* Begin Data supplied *

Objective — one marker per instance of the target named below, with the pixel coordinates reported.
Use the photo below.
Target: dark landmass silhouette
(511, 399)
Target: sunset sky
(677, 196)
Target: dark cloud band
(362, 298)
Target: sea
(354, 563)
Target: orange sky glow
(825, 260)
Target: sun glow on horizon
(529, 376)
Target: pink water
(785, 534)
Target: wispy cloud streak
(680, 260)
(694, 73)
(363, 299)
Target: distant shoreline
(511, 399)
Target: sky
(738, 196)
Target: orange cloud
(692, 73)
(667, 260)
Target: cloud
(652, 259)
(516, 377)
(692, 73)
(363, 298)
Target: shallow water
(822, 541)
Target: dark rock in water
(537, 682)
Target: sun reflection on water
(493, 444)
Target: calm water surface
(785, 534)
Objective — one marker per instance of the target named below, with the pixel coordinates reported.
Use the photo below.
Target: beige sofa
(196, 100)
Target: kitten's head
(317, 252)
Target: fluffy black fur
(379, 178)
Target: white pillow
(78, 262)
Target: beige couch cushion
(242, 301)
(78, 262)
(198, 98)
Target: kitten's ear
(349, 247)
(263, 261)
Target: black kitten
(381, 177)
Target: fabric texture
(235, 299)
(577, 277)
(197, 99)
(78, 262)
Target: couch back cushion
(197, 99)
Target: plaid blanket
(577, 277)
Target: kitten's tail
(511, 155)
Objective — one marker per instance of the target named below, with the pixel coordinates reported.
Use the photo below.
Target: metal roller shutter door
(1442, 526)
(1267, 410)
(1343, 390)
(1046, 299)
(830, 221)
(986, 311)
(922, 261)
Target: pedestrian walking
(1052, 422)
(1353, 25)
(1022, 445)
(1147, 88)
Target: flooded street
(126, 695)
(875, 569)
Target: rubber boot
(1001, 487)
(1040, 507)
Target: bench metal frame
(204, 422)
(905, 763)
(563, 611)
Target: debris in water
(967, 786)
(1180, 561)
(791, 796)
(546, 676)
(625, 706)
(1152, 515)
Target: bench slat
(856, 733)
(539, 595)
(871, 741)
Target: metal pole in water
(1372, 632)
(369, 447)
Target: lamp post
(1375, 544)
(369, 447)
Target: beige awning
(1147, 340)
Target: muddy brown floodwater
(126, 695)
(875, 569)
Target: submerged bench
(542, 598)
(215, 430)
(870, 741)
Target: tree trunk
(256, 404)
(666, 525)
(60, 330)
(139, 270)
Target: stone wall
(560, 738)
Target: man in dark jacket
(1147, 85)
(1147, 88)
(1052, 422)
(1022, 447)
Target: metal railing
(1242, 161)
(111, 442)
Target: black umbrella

* End Data supplied *

Convert the listing above into a numbered list, omitting any blank lines.

> Reply to the task:
1. Objective — one marker per instance of the target named below, with the pixel coordinates reported.
2. Use the photo below.
3. Target: dark landmass silhouette
4. (511, 399)
5. Target: sunset sky
6. (677, 196)
7. Target: dark cloud band
8. (362, 298)
9. Target: sea
10. (354, 563)
11. Target: orange sky glow
12. (825, 260)
13. Target: sun glow on horizon
14. (529, 376)
15. Target: pink water
16. (785, 534)
17. Target: wispy cloud streak
18. (680, 260)
19. (694, 73)
20. (363, 299)
21. Target: distant shoreline
22. (511, 399)
23. Target: sky
24. (738, 196)
25. Target: orange cloud
26. (692, 73)
27. (667, 260)
28. Target: cloud
29. (652, 259)
30. (516, 377)
31. (692, 73)
32. (363, 298)
33. Target: shallow water
34. (822, 541)
35. Target: dark rock in water
36. (537, 682)
37. Target: sun reflection on water
38. (493, 444)
39. Target: calm water surface
40. (785, 534)
41. Objective — one marker per instance of the target named below, with the pixel coordinates reported.
42. Use the photo below.
43. Target: beige sofa
44. (196, 100)
45. Target: kitten's head
46. (317, 252)
47. Target: fluffy black fur
48. (379, 178)
49. Target: white pillow
50. (78, 262)
51. Target: beige couch cushion
52. (242, 301)
53. (78, 262)
54. (198, 98)
55. Target: kitten's ear
56. (349, 247)
57. (263, 261)
58. Target: black kitten
59. (381, 177)
60. Target: fabric texture
61. (235, 299)
62. (577, 277)
63. (197, 99)
64. (78, 262)
65. Target: couch back cushion
66. (197, 99)
67. Target: plaid blanket
68. (577, 277)
69. Target: kitten's tail
70. (511, 155)
71. Objective — one marker per instance of the target named below, with the pixel coordinates reported.
72. Use the photo below.
73. Target: metal roller shutter door
74. (1442, 526)
75. (1267, 410)
76. (1343, 390)
77. (1046, 299)
78. (830, 221)
79. (986, 311)
80. (922, 261)
81. Target: pedestrian walking
82. (1052, 422)
83. (1353, 25)
84. (1022, 445)
85. (1147, 88)
86. Target: flooded street
87. (126, 695)
88. (875, 569)
89. Target: rubber boot
90. (1001, 487)
91. (1040, 507)
92. Target: bench metal frame
93. (204, 422)
94. (905, 763)
95. (563, 611)
96. Target: debris in water
97. (967, 786)
98. (1180, 561)
99. (791, 796)
100. (546, 676)
101. (625, 706)
102. (1152, 515)
103. Target: bench slat
104. (856, 733)
105. (539, 595)
106. (871, 741)
107. Target: metal pole in water
108. (1372, 632)
109. (369, 447)
110. Target: lamp post
111. (1375, 544)
112. (369, 447)
113. Target: beige awning
114. (1147, 340)
115. Target: muddy brown floodwater
116. (126, 695)
117. (875, 569)
118. Target: submerged bench
119. (542, 598)
120. (215, 430)
121. (870, 741)
122. Target: tree trunk
123. (256, 404)
124. (666, 525)
125. (60, 330)
126. (139, 270)
127. Target: stone wall
128. (560, 738)
129. Target: man in dark jacket
130. (1147, 85)
131. (1147, 88)
132. (1052, 422)
133. (1022, 447)
134. Target: metal railing
135. (1242, 161)
136. (111, 442)
137. Target: black umbrella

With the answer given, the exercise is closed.